┌──

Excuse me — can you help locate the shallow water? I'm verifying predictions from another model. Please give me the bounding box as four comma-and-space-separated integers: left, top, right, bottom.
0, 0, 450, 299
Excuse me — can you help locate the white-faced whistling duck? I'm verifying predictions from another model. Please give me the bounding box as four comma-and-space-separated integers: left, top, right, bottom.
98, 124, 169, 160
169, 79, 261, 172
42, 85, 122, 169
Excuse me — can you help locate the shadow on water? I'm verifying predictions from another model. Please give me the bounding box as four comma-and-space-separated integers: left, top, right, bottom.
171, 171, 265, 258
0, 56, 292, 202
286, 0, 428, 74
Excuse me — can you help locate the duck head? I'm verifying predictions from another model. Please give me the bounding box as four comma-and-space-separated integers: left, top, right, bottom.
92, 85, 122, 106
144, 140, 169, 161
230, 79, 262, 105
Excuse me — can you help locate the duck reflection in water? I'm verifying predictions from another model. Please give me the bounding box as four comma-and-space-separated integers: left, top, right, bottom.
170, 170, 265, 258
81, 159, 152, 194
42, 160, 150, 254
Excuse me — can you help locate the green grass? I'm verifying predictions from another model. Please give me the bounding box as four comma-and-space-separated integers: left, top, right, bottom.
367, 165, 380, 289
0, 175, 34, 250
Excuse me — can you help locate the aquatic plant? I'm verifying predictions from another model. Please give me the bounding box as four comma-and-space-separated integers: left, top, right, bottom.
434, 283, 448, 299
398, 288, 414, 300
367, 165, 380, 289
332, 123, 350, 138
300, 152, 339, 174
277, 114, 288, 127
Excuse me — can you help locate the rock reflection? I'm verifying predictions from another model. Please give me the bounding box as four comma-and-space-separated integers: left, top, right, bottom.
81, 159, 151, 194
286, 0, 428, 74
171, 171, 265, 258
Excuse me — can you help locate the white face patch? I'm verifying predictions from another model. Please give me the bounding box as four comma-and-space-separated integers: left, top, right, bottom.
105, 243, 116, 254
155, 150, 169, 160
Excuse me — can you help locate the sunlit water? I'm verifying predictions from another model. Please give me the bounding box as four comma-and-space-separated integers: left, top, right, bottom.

└──

__DIRECTIONS__
Reproduce all of the records above word for word, keeping each line in its original order.

__SOLUTION BELOW__
Excuse me — can you help locate the shallow water? I'm verifying predictions from another model. Please give me the bounding box as four comma-and-space-separated integers: left, top, right, bottom.
0, 0, 450, 299
Excuse me — can you help locate the white-faced whistling duck? I'm verifying predictions from another model. Please give me the bounding box as four comma-and-space-separated integers: left, top, right, bottom.
98, 124, 169, 160
169, 79, 261, 172
42, 85, 122, 169
Excuse me — can you help locate the shadow on water? I'm verifying predictions from another model. Please give me the bounding box as four comma-and-space-separated integers: left, top, right, bottom.
171, 171, 265, 258
0, 56, 292, 202
286, 0, 428, 74
Excuse me — can you help locate the duck head? I'm verifying predictions from another model. Please give me the bounding box as four comma-and-space-separated integers: left, top, right, bottom.
92, 85, 122, 106
144, 140, 169, 161
230, 79, 262, 105
Excuse me — can you help locate the duck reflection in water? I'm verifying predictions from another model. Please give me the bounding box as four comma-and-space-separated integers: left, top, right, bottom.
170, 170, 265, 258
81, 159, 152, 194
42, 160, 150, 254
Excuse me — can you help locate the green grass? I'm verifying predictions from another model. Please give me the bounding box as four comma-and-space-separated integers: left, top, right, bottom.
367, 165, 380, 289
0, 175, 34, 250
Excuse me — can you help locate the aquatic plant? I'm verifying predictions from another model. Please give me the bounding box as four comma-and-space-separated integers: left, top, right, bottom.
434, 283, 448, 299
398, 288, 414, 300
367, 165, 380, 289
332, 123, 350, 138
300, 152, 339, 174
277, 114, 288, 127
Excuse me — can you help locate the rock reflection? I'm verifying predictions from another model. Please give me the bounding box as four comma-and-space-separated integers: left, top, right, bottom.
81, 159, 151, 194
286, 0, 428, 74
171, 171, 265, 258
Excuse me — can you help locate the white face patch? I'm verifying predictions from another model. Please give me the bounding box as four comma-and-space-separated integers: left, top, right, bottom.
105, 243, 116, 254
155, 150, 169, 160
Excuse me — can you help locate the sunlit water? I'm verifying predictions from another model. Please give me the bounding box as four comma-and-space-separated integers: left, top, right, bottom.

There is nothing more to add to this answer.